Bee Balm Sisters: The Monardas

Allow me to introduce you to the beautiful bee balm sisters, also know as the majestic Monardas. They come in many bright colors and have the most amazing scents. Yes, you’re right, they are part of the mint family.

Gardeners love the bee balm sisters for their study self-reliance. Plant them almost anywhere (from British Columbia to Texas and from the Rocky Mountains to the Atlantic) and you can forget them . . . until they delight you with masses of aromatic blooms tended to by dozens of bees, butterflies, and hummingbirds.

Herbalists love the bee balm sisters for their ability to ease digestive and respiratory woes, and counter inflammation, too. A cup of hot or cold bee balm tea, of the fresh or dried leaves or flowering tops, or several spoonfuls of bee balm vinegar can help release gas from the intestines (carminative), encourage gut flora (digestive), move mucus in the lungs (expectorant), encourage sweating (diaphoretic), counter fevers (antibacterial febrifuge), counter cramps (antispasmodic), strengthen the heart (cardiac tonic), promote health (antioxidant scavenger), help induce sleep (mild sedative), and improve urinary flow (mild diuretic).

The bee balm sisters help those troubled by indigestion, colic, gas pain, flatulence, diarrhea, nausea, vomiting, bloating, colds, sore throat, fever, headache, sinusitis, sore eyes, nosebleed, eczema, chills, bleeding gums, tooth decay, parasites, and backache. Breathe the fragrant steam of any bergamot to open to lungs, promote deeper breathing, counter bronchitis, and relieve lung congestion. Try a poultice against bee stings and headaches, skin eruptions (measles, chicken pox).

++++

Work instruction | Could you carry on the piece about bee balm, picking up right after its last sentence? The material below comes from a different source.

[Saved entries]
++++

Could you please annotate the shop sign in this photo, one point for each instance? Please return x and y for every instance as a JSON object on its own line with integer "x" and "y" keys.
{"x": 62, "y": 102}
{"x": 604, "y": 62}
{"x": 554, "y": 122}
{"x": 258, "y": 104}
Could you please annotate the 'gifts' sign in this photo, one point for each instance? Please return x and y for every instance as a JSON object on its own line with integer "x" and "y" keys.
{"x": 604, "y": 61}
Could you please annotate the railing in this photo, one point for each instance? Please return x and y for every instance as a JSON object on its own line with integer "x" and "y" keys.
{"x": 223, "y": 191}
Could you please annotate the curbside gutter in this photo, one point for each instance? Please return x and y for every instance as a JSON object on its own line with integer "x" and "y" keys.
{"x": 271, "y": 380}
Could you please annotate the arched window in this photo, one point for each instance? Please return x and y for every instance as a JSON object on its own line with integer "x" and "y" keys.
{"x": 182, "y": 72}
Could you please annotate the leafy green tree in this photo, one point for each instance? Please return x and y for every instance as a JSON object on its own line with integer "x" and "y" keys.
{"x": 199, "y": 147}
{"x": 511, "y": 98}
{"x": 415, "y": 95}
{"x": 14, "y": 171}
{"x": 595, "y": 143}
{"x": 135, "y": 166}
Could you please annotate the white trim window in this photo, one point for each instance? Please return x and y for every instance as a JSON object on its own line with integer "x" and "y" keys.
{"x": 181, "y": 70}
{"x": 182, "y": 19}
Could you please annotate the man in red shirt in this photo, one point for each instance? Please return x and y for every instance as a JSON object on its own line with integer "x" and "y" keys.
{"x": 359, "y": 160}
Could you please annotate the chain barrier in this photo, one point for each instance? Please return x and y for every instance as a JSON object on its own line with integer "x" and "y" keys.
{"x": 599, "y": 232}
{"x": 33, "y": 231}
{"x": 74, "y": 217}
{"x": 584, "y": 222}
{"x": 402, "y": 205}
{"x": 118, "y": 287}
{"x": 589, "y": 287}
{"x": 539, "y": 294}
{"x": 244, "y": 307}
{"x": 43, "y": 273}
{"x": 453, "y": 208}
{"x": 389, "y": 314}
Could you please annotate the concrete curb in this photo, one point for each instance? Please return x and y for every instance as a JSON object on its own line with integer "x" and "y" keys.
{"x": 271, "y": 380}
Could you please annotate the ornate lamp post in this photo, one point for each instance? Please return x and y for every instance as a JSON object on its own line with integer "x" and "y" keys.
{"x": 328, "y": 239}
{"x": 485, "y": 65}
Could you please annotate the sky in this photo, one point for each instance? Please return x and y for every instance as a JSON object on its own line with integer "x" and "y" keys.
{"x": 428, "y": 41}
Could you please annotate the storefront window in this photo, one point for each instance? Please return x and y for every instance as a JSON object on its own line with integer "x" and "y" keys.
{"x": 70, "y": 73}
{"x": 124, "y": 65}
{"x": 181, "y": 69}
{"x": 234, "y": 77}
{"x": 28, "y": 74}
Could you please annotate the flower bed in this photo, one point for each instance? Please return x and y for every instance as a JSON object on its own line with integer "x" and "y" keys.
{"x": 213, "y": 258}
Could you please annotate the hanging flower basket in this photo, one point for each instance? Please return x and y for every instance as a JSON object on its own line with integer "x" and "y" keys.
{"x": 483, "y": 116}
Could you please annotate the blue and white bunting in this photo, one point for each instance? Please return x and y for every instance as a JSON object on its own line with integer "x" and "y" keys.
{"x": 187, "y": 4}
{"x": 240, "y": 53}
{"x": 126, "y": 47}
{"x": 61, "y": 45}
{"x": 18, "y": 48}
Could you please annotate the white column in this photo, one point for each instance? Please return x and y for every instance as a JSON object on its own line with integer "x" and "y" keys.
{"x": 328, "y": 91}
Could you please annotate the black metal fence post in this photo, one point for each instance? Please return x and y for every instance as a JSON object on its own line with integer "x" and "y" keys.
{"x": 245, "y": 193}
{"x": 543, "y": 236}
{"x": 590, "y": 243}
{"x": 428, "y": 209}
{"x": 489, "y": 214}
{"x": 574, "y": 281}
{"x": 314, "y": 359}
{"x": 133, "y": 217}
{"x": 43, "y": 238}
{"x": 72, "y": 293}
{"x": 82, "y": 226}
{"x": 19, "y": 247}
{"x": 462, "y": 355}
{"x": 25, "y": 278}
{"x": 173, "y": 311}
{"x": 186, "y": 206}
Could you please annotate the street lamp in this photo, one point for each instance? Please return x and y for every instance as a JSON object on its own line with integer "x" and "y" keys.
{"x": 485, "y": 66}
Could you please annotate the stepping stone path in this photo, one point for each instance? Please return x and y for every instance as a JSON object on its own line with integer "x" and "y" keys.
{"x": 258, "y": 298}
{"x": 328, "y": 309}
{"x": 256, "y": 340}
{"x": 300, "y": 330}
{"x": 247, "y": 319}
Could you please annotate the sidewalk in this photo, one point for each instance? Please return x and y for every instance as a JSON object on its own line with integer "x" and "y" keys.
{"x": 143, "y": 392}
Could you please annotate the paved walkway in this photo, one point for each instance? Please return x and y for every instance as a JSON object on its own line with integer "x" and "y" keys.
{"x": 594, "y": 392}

++++

Task response |
 Scarlet bee balm, Oswego tea (Monarda didyma)

This is my favorite of the Monardas, and often the most difficult to find. It is considered endangered or threatened in parts of its range. The fragrance is neither minty nor oregano-y, neither citrus nor thyme, but partakes of all these with a soft and subtle sweetness. The long-lasting flower is a clear red with a hint of purple. Scarlet bee balm is my secret ingredient in comfrey infusion. One stalk of dried herb, with leaves and flowers is added to one ounce of dried comfrey leaf and infused in a quart of boiling water overnight. Be sure to use the scarlet bee balm, not the others; they are too rich in volatile oils. Some books suggest that scarlet bee balm gets bitter after it flowers, but I have not found that to be the case.

  Wild Bergamot (Monarda fistulosa)

This is the most common wild Monarda. It contains more thymol and oreganol than Oswego tea. This makes it more interesting as a medicine – and much stronger tasting – than its more red-flowered sister. Does this one become bitter if harvested after the flowers open? It is too late this year to test this idea out, but I shall endeavor to do so next year. I’ve always harvested the whole flowering top, dried it until crisp, crumbled the leaves and petals off the stalk and then used it in soups for a powerful antioxidant and a flavor enhancer. A wild bergamot leaf poultice was used by native people’s to dry up pimples and other skin rashes. Herbalists in Colorado tincture their strongly scented, high altitude, powerful tasting wild Monarda and use it as an antiviral and anti-infective.

  Cultivated Bergamot (Monarda x)

The most commonly sold Monarda cultivars seem to be a cross between the lovely lilac fistulosa bergamot and the stately red didyma bergamot, with the resulting plants having far more oreganol and thymol than the pale purple fistulosa and not nearly as nice a taste as the scarlet red didyma. I admit to finding the colors of the cultivars rather off putting as well. Like the scent and the taste, the concentration of oils in cultivated Monardas is over the top. Too much, I say.

   Horsemint (Monarda punctata)

I have yet to find this Monarda growing near to me, so no photo of it, but this plant is hard to miss. It looks like the other bergamots, but with wide-jawed yellow flowers dotted with small purple spots and held by bright white or lilac bracts. This one is loaded with volatile oils and is prized as a medicine. It contains more thymol than thyme itself does. I think I will buy a few plants of punctata from Richter’s in Ontario and see if I can get it to grow in my garden. (They probably have didyma too, if you are looking for it.)